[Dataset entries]
§
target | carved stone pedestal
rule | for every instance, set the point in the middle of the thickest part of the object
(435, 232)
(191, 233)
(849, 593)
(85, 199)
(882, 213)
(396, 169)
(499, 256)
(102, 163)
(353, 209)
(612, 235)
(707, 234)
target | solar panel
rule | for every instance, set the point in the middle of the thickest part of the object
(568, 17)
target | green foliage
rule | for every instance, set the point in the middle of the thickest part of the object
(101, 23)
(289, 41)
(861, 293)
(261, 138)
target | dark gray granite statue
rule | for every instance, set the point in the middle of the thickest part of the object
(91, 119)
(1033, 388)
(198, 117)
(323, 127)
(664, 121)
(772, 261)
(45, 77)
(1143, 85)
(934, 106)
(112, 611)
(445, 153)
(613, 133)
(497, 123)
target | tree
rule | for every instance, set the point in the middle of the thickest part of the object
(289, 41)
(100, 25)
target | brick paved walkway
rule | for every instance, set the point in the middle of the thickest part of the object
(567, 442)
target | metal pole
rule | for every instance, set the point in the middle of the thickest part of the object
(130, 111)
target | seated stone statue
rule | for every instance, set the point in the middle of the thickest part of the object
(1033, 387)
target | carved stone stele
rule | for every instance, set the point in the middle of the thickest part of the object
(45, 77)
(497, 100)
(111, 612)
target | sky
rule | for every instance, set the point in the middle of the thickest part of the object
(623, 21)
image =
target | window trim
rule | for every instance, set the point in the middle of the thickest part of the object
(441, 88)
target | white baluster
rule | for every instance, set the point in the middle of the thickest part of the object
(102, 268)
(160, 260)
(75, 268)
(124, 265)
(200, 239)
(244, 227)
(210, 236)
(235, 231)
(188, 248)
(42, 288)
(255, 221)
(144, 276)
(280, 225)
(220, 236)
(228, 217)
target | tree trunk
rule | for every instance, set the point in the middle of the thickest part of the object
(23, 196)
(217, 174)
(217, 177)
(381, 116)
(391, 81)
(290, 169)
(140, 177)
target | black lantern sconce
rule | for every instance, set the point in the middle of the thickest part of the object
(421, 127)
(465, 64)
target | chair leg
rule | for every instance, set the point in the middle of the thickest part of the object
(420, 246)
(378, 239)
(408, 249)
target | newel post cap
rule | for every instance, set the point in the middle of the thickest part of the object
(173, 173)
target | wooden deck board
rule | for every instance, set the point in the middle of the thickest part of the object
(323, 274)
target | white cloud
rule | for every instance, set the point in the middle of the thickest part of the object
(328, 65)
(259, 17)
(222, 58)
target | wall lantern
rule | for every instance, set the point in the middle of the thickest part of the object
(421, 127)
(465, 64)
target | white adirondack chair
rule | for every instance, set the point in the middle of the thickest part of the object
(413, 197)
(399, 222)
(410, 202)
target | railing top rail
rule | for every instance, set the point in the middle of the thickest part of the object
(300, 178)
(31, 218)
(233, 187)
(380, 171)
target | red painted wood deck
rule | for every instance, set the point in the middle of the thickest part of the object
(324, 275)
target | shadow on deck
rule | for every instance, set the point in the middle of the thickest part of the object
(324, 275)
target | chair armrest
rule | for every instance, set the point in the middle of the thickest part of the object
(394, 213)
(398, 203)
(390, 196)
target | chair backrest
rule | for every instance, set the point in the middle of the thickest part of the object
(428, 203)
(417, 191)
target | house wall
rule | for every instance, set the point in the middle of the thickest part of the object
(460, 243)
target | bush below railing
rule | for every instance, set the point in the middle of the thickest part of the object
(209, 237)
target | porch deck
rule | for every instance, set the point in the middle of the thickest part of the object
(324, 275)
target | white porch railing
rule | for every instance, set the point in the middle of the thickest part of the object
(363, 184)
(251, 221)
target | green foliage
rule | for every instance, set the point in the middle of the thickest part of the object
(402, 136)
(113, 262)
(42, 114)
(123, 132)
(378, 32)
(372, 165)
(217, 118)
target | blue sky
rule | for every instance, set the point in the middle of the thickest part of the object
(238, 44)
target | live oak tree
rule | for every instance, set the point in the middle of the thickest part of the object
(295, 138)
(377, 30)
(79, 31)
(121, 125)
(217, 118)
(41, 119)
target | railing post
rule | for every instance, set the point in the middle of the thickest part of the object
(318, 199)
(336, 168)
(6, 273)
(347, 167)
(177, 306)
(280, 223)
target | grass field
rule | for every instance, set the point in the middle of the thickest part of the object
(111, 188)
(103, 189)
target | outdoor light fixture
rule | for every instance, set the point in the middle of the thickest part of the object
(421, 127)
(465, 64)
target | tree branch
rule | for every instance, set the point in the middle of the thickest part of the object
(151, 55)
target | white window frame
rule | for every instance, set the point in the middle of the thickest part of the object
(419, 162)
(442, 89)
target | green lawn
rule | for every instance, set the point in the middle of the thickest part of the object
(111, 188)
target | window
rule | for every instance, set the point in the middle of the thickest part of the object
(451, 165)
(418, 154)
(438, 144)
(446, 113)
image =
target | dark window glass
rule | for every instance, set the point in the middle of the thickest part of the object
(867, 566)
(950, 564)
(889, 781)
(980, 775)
§
● What is being asked
Your response should be an exact copy of all the records.

● Solution to this problem
target | carved stone pedestal
rule | for every instance, set the point in the middle of the thickest part of the object
(435, 232)
(191, 233)
(849, 593)
(85, 199)
(882, 213)
(396, 169)
(499, 256)
(102, 163)
(353, 209)
(612, 235)
(707, 234)
target | solar panel
rule | for every instance, set the point in the middle of the thickest part of the object
(568, 17)
target | green foliage
rule | for every instance, set the point in the middle of the thickest part of the object
(101, 23)
(289, 41)
(861, 293)
(261, 138)
target | dark gray granite statue
rule | for every instance, set the point in the middle of the thickest part of the object
(91, 119)
(1033, 388)
(198, 117)
(323, 127)
(664, 121)
(772, 261)
(45, 77)
(1143, 85)
(934, 106)
(112, 611)
(445, 153)
(613, 133)
(497, 123)
target | tree
rule | for every instance, set the point in the middle of the thickest part of the object
(289, 41)
(100, 25)
target | brick paved walkway
rule | for every instance, set the point in the middle of the thickest part of the object
(567, 442)
target | metal pole
rule | for every instance, set the point in the middle of the thickest part of the object
(130, 111)
target | seated stone statue
rule | for every instance, set the point in the middle of the thickest part of the object
(1033, 387)
target | carved stone stele
rule | for every instance, set the point in the middle of the thickest part of the object
(45, 77)
(497, 100)
(111, 612)
target | sky
rule | for every instance, set the point in the middle of the thickest part of the object
(623, 21)
image =
target | window trim
rule | for every instance, set the point in the middle of the thickest part of the object
(441, 88)
target | white baluster
rule | for every instance, set the point in the middle of the thickest part of the object
(102, 268)
(160, 260)
(75, 268)
(124, 265)
(200, 239)
(244, 227)
(210, 236)
(235, 231)
(188, 248)
(42, 288)
(255, 221)
(144, 276)
(280, 225)
(220, 236)
(228, 217)
target | tree trunk
rule | for every instance, set the point in the middle of the thickest part of the object
(23, 196)
(217, 174)
(217, 177)
(381, 116)
(391, 81)
(290, 169)
(140, 177)
target | black lantern sconce
rule | for every instance, set the point in the middle of the thickest part of the object
(421, 127)
(465, 64)
target | chair leg
rule | for every instance, set the point in the middle of the thickest part of the object
(420, 246)
(378, 239)
(408, 249)
target | newel post cap
rule | for every instance, set the point in the middle of the thickest part of the object
(173, 173)
target | wooden deck board
rule | for every instance, set the point in the middle of the thickest part of the object
(323, 274)
target | white cloud
rule | for every instance, set the point in the middle of the thickest part of the object
(328, 65)
(259, 17)
(222, 58)
target | wall lantern
rule | for every instance, set the point in the middle of the thickest part of the object
(421, 127)
(465, 64)
target | white adirondack chair
rule | for every instance, set the point in the middle of the thickest part of the object
(413, 197)
(399, 222)
(410, 202)
target | railing top rail
rule | for every instance, set the point in the middle of the thickest part of the object
(300, 178)
(31, 218)
(233, 187)
(380, 171)
target | red painted wood deck
rule | for every instance, set the point in the middle of the thickest part of the object
(324, 275)
target | shadow on deck
rule | for every instance, set the point in the middle of the thickest part of the object
(324, 275)
target | chair armrest
rule | for every instance, set the point in the middle of the thickest part of the object
(394, 213)
(398, 203)
(390, 196)
target | chair backrest
rule | for every instance, set the point in the middle of the thickest part of the object
(428, 203)
(417, 191)
target | house wall
rule | for every instance, set the point in the middle of the thickest part of the object
(460, 243)
target | bush below railing
rule | for every instance, set the point in the middle of the thickest part of the object
(209, 237)
target | porch deck
rule | for every instance, set the point in the middle of the thickest part of the object
(324, 275)
target | white porch railing
rule | for every instance, set the point in the middle of the thickest part of the object
(363, 184)
(251, 221)
target | green foliage
rule | for every instance, set the point in the middle of the thickest part of the object
(402, 136)
(113, 262)
(42, 114)
(123, 132)
(378, 32)
(372, 165)
(217, 118)
target | blue sky
rule | for every instance, set the point in the middle of the thickest part of the object
(238, 44)
target | live oak tree
rule | for every instance, set the point in the middle of the thickest part of the object
(295, 138)
(377, 30)
(79, 31)
(121, 125)
(217, 118)
(41, 119)
target | railing post
rule | for every instance, set the point in the middle of the thickest part of the object
(318, 199)
(336, 168)
(6, 273)
(347, 167)
(177, 306)
(280, 223)
target | grass field
rule | for every instance, set the point in the middle of the thickest part of the object
(111, 188)
(103, 189)
target | outdoor light fixture
rule | for every instance, set the point in the middle of the thickest part of the object
(421, 127)
(465, 64)
target | tree branch
rule | for every instance, set the point in the middle of the thickest part of the object
(151, 55)
target | white window frame
rule | for every instance, set the point in the middle of the thickest part of the object
(419, 162)
(442, 89)
target | green lawn
rule | for every instance, set the point in the middle of the thickest part of the object
(111, 188)
target | window
rule | for every instance, set the point in the middle of the thickest part of the object
(451, 165)
(418, 154)
(438, 144)
(446, 113)
image =
target | dark window glass
rule | for every instance, set the point in the middle of the thickest part of the object
(867, 566)
(950, 564)
(889, 781)
(980, 775)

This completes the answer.